PROBLEM DETAILS: Render the stretch from the start of the entries through the line containing "106 120 117 136" as a Markdown table with two columns, Row and Line. Number each line in Row, put its text in Line, and leave out blank lines.

DATA TO USE:
======

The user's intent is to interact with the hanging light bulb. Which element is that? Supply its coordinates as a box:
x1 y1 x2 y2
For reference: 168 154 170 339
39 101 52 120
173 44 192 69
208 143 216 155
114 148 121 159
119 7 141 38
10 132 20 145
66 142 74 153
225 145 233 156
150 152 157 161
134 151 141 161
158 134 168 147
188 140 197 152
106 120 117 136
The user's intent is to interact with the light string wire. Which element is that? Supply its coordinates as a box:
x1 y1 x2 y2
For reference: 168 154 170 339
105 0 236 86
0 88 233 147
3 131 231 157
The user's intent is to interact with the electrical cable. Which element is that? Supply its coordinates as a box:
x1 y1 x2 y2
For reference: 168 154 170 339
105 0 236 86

======

CORRECT ANSWER:
| Row | Line |
|---|---|
| 1 | The user's intent is to interact with the hanging light bulb. Which element is that? Supply its coordinates as a box: |
| 2 | x1 y1 x2 y2 |
| 3 | For reference: 168 154 170 339 |
| 4 | 39 101 52 120 |
| 5 | 173 44 192 69 |
| 6 | 208 143 216 155 |
| 7 | 114 148 121 159 |
| 8 | 119 7 141 38 |
| 9 | 10 132 20 145 |
| 10 | 66 142 74 153 |
| 11 | 225 145 233 156 |
| 12 | 150 152 157 161 |
| 13 | 134 151 141 161 |
| 14 | 158 134 168 147 |
| 15 | 188 140 197 152 |
| 16 | 106 120 117 136 |